**Try it:** Report back each line of the data that contains the word "blue".

————

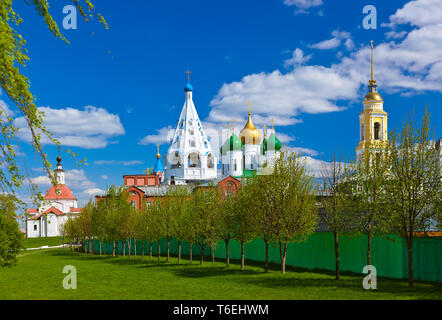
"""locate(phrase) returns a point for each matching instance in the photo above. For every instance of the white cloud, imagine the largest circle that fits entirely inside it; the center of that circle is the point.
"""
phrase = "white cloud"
(115, 162)
(162, 136)
(90, 128)
(418, 13)
(309, 89)
(94, 191)
(303, 5)
(316, 167)
(298, 58)
(338, 37)
(5, 111)
(41, 181)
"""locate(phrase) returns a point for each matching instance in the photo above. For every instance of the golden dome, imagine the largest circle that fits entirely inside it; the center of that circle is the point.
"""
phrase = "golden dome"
(249, 134)
(373, 96)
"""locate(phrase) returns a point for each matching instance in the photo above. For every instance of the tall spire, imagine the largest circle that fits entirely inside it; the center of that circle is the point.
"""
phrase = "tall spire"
(372, 81)
(158, 152)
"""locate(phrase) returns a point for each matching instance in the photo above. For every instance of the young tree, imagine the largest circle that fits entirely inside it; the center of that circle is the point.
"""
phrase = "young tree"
(226, 223)
(179, 197)
(11, 239)
(414, 182)
(368, 179)
(335, 198)
(84, 221)
(261, 201)
(204, 210)
(295, 202)
(244, 229)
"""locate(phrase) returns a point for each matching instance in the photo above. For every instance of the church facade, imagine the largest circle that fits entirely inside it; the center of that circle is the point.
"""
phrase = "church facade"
(57, 206)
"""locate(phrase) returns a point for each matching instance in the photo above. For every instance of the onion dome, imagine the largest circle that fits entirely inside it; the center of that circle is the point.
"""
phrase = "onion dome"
(232, 144)
(373, 96)
(249, 134)
(273, 143)
(158, 168)
(264, 142)
(188, 87)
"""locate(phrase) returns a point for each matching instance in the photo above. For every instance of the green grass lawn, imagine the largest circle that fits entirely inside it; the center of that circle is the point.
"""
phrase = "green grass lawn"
(39, 242)
(38, 275)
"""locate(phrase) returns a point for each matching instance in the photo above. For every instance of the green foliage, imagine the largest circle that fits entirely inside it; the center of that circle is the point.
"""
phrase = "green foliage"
(11, 239)
(13, 58)
(414, 182)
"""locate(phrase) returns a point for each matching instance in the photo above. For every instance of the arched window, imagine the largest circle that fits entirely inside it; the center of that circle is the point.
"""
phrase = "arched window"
(210, 161)
(194, 160)
(377, 130)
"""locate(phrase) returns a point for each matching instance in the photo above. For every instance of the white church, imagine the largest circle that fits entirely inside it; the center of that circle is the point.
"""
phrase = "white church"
(191, 159)
(57, 206)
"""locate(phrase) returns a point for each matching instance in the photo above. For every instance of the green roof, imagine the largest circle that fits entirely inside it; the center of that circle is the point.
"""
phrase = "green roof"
(273, 143)
(232, 144)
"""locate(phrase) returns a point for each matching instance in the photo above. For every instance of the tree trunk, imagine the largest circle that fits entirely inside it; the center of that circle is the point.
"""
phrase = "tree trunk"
(168, 248)
(151, 249)
(266, 263)
(191, 245)
(242, 255)
(159, 250)
(227, 252)
(213, 254)
(369, 248)
(202, 254)
(284, 256)
(410, 262)
(337, 253)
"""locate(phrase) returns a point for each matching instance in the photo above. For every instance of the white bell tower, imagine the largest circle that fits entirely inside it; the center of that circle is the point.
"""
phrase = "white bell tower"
(190, 157)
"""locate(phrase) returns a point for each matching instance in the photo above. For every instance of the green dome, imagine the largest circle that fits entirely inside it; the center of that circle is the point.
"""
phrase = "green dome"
(273, 143)
(232, 144)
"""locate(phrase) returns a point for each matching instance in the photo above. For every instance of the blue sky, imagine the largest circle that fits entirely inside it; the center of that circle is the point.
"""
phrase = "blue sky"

————

**Reply to the task:**
"""locate(phrase) returns a point for each matching instance in the photo above. For every instance of the blue sky, imagine the largest circle that fits entirely inside it; the center of that circle is the point.
phrase = "blue sky"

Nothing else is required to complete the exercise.